> [TEXT EXTRACT]
36. In the matter of the D, E and F Trusts [2016] JRC 166C, is another case in which a risk of tax exposure
has been held to be sufficient to support a finding of a mistake. It was said at paragraph 24:
“… he believed that in
making the transfers to the trusts in that form he was not only achieving the
U.S. tax objectives but also nullifying any risk which arose under the Swiss
Tax issue. In fact he was wrong
because with the trusts in the form they are, there is a risk of a substantial
U.S. estate tax charge. The mistake
was accordingly one which relates to the fiscal consequences or advantages of
the transfer. …”
37. The Court further stated at paragraph 27(i):
“Although the risk may be
thought to be far from certain of coming to pass … the potential tax bill
for their estates is huge.”
38. Accordingly, for the Court to conclude that a
mistake has been made, it is sufficient that the mistake has led to a risk of a
serious adverse tax consequence, even if it is far from certain whether that
risk will actually come to pass.
Would the Settlor not have entered into the transaction
but for the mistake?
39. This is a purely factual question. The Settlor’s evidence is that if
he had received the right advice as to the nature of the risk, and the level of
the risk involved, he would have absolutely not have entered into the transaction. The evidence suggests that the Settlor
was a careful man, who sought to pay what he believed were the best advisers
available for the best advice.
There is no reason at all to think that he would not have followed that
advice, had it properly identified the nature and level of the risk.
40. This is not a case where the Settlor was
entering into an artificial scheme to save large amounts of tax. The Trusts were relatively
straightforward structures. Mr Akin
describes the creation of the Trusts as a sophisticated but neither artificial
nor aggressive response to the revised statutory regime and points out that if
the application is successful, the Settlor will be exposed to tax on the income
and gains realised by the Trustees since the start of the Trusts, as having
been his income and gains.
41. We conclude, therefore, that the Settlor would
not have created the Trusts “but for” the mistake.
Was the mistake of so serious a character as to render it
unjust on the part of the donee to retain the
property?
42. In the case of In the matter of the G Trust at
paragraphs 17-22, the Court considered this third test which the Court must
apply, and made the following observations:
(i)
The Court
must first ask whether the mistake is of a serious character and then ask
whether it is just for the Court to make the declaration.

> [SUPPLIED DATA]
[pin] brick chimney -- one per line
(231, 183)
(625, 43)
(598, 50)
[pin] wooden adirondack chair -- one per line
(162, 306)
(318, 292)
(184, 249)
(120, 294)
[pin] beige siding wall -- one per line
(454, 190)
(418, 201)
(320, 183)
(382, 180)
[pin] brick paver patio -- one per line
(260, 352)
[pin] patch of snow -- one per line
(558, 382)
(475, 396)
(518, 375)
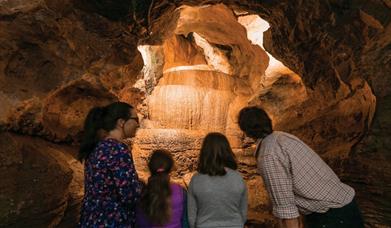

> [TO DO]
[1] Summarize the judgment extract in two sentences.
[2] Return, word for word, the part of the judgment extract that opens with the words containing "39. This is" and closes with "the best advice.".

> [ANSWERS TO THE PROBLEMS]
[1] Relying on the D, E and F Trusts case, the Court holds that a mistake is established where it has led to a risk of a serious adverse tax consequence, even if it is far from certain that the risk will come to pass. It then finds that the Settlor, a careful man who paid for the best advice and was not entering an artificial tax-saving scheme, would not have created the Trusts but for the mistake, and it turns to whether the mistake was serious enough to make it unjust for the donee to keep the property.

[2]
39. This is a purely factual question. The Settlor’s evidence is that if
he had received the right advice as to the nature of the risk, and the level of
the risk involved, he would have absolutely not have entered into the transaction. The evidence suggests that the Settlor
was a careful man, who sought to pay what he believed were the best advisers
available for the best advice.